Problems and tasks:
A – In the compare-and-conditional-add passage, what ways of returning the target data value or updated data value are mentioned?
B – Continue the compare-and-conditional-add passage from its last sentence.

Text segment:
** begin **

The comparison condition outcome indication comprises at least one of the target data value and the updated data value. This can help support more efficient circuit implementation compared to an alternative of setting condition flags in a control register, because in practice the circuitry responsible for selectively writing the updated data value to memory in certain implementations may not have a direct path to set the condition flags, and therefore setting condition flags may not be a particularly efficient or scalable way to provide the comparison condition outcome indication for a compare-and-conditional-add command.
Hence, providing the comparison condition outcome indication comprises returning at least one of the target data value and the updated data value. The target data value indicates whether the updated data has been written to memory, because it is the target data value (together with the compare data value, which should already be known to the entity which issued the compare-and-conditional-add command) which determines whether the comparison condition was satisfied. The target data value has already been read as part of the atomic set of operations and is therefore typically available to the processing circuitry, so returning the target data value may require little additional overhead. Similarly, the updated data value can also serve as an indication of the comparison condition outcome, since the updated data value (i.e. the result of adding the target data value and addend, regardless of whether or not that updated data value was actually written to the storage location corresponding to the target address) is simply a value offset by the target data value by the addend value, and so returning the updated data value would allow the target data value itself and the outcome of the comparison condition to be deduced. The manner in which the target data value and/or the updated data value is returned depends on the implementation, but could involve transmitting the target data value or updated data value over a memory bus to a requester, and/or storing the target data value or updated data value in a register.
Hence, in some examples, the comparison condition outcome indication comprises the target data value regardless of whether or not the compare data value satisfied the comparison condition. In this case, the comparison condition outcome indication indicates the old value of the storage location corresponding to the target address prior to performing the compare-and-conditional-add operation.
In other examples, the comparison condition outcome indication comprises the updated data value regardless of whether or not the compare data value satisfied the comparison condition. In this case, the comparison condition outcome indication indicates the value that would have been written to the storage location if the comparison condition was satisfied, even if the comparison condition is actually not satisfied.
In some examples, the comparison condition outcome indication comprises both: the one of the target data value and the updated data value that corresponds to a final value stored at the storage location associated with the target address following completion of the atomic set of operations, and a comparison condition outcome indicator specifying whether the compare data value satisfied the comparison condition. In this example, the final value can be either the target data value (if the comparison condition was not satisfied) or the updated data value (if the comparison condition was satisfied). In some use cases, future processing may depend on the updated data value in cases where the comparison condition was satisfied and on the target data value in cases where the comparison condition is not satisfied, so it can be useful for the entity issuing the compare-and-conditional-add command to be returned the final value resulting from the selective write performed conditionally based on the comparison condition, as this can reduce the amount of subsequent operations to be applied to generate a value required for future processing. However, as in cases where the final value takes the value of the updated data value, the final value does not itself distinguish whether the final value matches the expected value for the updated data value due to the conditional write being successful following a satisfied comparison condition or because there was external interference on the storage location and the comparison condition failed but the target data value written by the external requester just happened to be the same as the expected value for the updated data value, a separate indication of the outcome of the comparison (e.g. a pass/fail indicator) can be returned, in addition to returning the one of the target data value and updated data value that corresponds to the final value.

** end **

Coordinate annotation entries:
** begin **

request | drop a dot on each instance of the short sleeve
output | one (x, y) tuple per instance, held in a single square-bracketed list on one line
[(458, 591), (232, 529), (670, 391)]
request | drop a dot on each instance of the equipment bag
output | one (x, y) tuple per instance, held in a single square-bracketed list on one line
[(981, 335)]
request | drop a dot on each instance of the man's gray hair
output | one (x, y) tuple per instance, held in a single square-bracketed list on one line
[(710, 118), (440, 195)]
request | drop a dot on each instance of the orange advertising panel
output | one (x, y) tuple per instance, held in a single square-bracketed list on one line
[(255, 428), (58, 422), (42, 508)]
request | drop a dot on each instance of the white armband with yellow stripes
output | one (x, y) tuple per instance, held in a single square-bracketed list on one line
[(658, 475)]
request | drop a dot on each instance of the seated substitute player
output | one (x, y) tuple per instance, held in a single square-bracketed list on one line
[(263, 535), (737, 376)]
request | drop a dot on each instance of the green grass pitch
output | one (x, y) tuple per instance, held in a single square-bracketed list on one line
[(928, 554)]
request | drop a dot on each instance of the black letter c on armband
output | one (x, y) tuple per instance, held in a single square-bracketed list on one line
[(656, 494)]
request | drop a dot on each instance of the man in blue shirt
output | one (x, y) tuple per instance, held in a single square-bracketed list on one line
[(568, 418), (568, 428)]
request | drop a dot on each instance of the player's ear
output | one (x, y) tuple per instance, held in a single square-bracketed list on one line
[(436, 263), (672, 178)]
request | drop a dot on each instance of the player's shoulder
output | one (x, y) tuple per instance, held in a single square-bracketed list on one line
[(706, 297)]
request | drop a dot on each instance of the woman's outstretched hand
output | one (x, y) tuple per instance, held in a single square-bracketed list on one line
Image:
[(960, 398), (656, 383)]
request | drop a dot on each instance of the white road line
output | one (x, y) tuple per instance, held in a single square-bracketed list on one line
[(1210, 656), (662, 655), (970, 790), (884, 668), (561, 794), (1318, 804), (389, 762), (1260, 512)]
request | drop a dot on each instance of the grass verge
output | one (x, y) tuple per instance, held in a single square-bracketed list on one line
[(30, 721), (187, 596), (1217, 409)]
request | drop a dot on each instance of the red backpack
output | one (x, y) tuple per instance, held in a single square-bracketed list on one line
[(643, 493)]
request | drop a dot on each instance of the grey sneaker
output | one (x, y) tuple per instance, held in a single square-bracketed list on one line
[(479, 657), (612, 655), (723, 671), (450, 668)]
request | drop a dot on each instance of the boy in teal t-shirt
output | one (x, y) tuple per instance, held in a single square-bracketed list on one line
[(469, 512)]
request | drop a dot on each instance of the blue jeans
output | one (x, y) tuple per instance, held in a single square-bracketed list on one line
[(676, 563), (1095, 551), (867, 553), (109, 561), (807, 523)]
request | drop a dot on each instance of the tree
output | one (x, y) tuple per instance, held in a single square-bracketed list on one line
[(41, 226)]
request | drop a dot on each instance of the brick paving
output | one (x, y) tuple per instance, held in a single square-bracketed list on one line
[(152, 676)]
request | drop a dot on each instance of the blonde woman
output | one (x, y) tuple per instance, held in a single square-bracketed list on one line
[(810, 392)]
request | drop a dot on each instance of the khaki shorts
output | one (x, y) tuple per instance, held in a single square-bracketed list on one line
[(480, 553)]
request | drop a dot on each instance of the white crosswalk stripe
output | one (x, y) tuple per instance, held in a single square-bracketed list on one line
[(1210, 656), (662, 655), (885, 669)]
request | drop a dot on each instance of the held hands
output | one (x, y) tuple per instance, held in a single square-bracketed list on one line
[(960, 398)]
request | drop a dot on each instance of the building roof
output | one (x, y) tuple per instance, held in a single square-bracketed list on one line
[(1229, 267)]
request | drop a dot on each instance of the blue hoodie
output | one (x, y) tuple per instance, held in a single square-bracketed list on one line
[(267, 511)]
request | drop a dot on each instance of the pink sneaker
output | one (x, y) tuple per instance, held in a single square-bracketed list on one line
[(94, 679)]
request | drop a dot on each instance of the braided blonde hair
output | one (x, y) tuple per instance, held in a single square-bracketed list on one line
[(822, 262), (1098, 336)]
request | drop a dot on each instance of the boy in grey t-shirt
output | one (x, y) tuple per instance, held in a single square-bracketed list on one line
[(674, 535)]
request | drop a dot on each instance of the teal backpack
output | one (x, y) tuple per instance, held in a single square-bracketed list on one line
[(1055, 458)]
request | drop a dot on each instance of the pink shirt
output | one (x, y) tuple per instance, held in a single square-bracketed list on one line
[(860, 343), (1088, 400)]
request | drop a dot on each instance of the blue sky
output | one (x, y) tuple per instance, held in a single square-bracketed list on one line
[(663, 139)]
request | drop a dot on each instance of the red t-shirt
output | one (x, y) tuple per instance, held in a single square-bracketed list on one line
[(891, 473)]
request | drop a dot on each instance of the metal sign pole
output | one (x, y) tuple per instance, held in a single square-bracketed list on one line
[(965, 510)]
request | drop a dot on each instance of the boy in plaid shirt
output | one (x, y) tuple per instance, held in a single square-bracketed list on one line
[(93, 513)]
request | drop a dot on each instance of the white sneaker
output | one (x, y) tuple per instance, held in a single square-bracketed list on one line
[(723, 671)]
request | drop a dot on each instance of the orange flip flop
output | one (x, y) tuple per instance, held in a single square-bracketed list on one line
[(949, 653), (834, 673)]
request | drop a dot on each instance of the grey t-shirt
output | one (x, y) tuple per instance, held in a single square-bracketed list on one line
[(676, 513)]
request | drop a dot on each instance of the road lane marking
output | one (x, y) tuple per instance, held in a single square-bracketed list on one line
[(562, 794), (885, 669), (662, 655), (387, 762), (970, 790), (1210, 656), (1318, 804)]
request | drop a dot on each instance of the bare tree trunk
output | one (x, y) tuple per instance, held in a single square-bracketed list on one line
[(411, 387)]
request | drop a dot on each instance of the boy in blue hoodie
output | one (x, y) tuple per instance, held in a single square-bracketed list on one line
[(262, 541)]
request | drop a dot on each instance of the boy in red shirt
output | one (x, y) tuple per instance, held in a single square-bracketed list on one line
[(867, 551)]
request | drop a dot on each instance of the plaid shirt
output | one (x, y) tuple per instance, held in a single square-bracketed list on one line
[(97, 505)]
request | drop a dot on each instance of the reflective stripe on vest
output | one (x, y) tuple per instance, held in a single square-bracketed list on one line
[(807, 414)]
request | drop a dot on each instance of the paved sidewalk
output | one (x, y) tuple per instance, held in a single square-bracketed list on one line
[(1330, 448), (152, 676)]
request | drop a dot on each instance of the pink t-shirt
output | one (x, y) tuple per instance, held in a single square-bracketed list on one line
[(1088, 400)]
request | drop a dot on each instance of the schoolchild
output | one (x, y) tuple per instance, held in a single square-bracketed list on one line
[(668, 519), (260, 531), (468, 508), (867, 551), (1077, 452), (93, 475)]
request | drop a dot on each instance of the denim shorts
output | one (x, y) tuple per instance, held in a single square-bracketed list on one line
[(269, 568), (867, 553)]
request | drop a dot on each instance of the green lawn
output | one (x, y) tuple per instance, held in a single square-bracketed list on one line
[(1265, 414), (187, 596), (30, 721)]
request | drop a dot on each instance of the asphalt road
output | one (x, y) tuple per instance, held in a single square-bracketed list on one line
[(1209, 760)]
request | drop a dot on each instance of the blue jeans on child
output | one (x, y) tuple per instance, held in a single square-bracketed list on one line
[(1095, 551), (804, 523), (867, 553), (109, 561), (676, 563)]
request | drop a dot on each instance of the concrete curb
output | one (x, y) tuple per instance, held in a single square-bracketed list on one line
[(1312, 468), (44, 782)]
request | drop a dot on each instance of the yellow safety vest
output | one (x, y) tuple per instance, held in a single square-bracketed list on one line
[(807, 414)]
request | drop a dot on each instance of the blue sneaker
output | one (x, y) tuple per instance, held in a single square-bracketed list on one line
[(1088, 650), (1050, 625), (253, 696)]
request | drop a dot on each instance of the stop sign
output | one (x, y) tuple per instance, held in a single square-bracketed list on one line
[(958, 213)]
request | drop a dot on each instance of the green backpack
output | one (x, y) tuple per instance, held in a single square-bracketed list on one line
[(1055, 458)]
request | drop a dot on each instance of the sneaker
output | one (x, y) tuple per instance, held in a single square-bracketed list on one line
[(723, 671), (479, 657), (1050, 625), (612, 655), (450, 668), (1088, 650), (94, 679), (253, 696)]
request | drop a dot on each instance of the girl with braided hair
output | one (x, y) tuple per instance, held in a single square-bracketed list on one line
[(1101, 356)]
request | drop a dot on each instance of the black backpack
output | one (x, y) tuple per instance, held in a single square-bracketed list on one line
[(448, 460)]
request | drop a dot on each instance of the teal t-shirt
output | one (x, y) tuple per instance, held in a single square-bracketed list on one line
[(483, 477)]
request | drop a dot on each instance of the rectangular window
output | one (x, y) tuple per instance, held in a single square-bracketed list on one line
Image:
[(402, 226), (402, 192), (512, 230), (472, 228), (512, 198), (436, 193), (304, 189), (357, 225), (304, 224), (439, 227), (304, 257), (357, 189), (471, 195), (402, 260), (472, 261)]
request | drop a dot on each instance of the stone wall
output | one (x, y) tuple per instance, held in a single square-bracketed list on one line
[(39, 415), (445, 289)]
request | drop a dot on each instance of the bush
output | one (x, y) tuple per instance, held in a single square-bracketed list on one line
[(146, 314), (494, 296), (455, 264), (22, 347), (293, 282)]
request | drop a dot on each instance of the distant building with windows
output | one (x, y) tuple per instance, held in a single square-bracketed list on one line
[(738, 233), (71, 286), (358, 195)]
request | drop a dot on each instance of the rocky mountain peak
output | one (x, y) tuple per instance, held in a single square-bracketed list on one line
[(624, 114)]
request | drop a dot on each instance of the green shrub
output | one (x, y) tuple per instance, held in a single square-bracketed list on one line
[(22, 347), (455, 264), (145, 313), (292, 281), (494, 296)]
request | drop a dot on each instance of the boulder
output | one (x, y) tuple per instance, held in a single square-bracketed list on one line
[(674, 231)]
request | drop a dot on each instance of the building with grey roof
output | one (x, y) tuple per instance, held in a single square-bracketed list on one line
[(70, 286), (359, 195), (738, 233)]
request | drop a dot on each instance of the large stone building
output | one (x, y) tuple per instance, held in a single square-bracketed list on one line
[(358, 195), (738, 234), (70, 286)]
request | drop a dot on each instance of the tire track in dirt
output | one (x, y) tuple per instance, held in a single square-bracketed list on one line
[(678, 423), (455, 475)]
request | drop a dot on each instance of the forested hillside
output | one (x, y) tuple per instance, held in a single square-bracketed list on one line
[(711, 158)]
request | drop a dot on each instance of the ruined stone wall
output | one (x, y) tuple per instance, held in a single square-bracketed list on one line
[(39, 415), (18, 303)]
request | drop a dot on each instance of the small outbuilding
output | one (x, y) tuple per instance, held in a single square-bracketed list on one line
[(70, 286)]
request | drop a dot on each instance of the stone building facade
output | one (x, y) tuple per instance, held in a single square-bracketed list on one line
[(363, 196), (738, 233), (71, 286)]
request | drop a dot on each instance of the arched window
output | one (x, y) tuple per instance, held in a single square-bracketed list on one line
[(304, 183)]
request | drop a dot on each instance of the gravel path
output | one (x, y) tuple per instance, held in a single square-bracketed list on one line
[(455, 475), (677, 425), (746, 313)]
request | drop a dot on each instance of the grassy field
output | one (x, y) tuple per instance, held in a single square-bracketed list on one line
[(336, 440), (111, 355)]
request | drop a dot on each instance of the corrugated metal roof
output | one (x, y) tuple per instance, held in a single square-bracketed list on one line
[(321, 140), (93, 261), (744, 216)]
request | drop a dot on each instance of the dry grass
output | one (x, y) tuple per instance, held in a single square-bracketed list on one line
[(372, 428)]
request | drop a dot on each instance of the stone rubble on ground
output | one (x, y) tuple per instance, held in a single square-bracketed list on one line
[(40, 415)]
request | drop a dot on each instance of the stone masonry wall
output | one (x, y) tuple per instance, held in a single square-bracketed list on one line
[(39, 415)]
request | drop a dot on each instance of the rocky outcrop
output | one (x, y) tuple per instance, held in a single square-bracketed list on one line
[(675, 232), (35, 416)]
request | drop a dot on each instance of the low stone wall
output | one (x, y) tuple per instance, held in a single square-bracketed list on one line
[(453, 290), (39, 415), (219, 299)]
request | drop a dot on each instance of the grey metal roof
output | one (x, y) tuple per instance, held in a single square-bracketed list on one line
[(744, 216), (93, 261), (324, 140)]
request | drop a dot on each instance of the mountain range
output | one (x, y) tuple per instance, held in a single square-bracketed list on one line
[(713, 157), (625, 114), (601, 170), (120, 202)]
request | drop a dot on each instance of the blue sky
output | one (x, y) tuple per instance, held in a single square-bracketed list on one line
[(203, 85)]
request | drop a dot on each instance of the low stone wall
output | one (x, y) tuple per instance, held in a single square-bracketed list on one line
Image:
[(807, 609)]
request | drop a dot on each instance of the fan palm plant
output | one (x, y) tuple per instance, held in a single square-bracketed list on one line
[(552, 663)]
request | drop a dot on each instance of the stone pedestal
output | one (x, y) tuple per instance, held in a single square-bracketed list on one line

** end **

Responses by task:
A – Transmitting it over a memory bus to a requester, and/or storing it in a register.

B –
The comparison condition may be fixed. However, in some examples there may be several options for the comparison condition and the encoding of the compare-and-conditional-add command may identify the comparison condition. For example, different command variants may be provided for different comparison conditions, distinguished by a command identifier (e.g., the opcode of an instruction). In other examples, the compare-and-conditional-add command may provide a field indicating the comparison condition. In either case, by supporting several comparison conditions, the versatility of the command may be increased. Such comparison conditions could include, for example, equals (satisfied when the target data value equals the compare data value), not equals, greater than, less than, greater than or equals, less than or equals, and so on, and in some implementations may support signed and unsigned versions of comparison conditions such as greater than or less than.
As described above, the atomic series of operations is observed indivisibly. This means that in a system having multiple requesters having access to the same address space, the read, compare and selective write should have the same result as if no other requester has interfered with the storage location associated with the target address in the period between the read and the write. In contrast, if the read and write were triggered by separate commands and were not atomic, then a write access by another requester to the target address could be observed between the read and the write. Providing support for atomic commands can be helpful for use cases where multiple requesters are contending for a shared resource stored in a memory system.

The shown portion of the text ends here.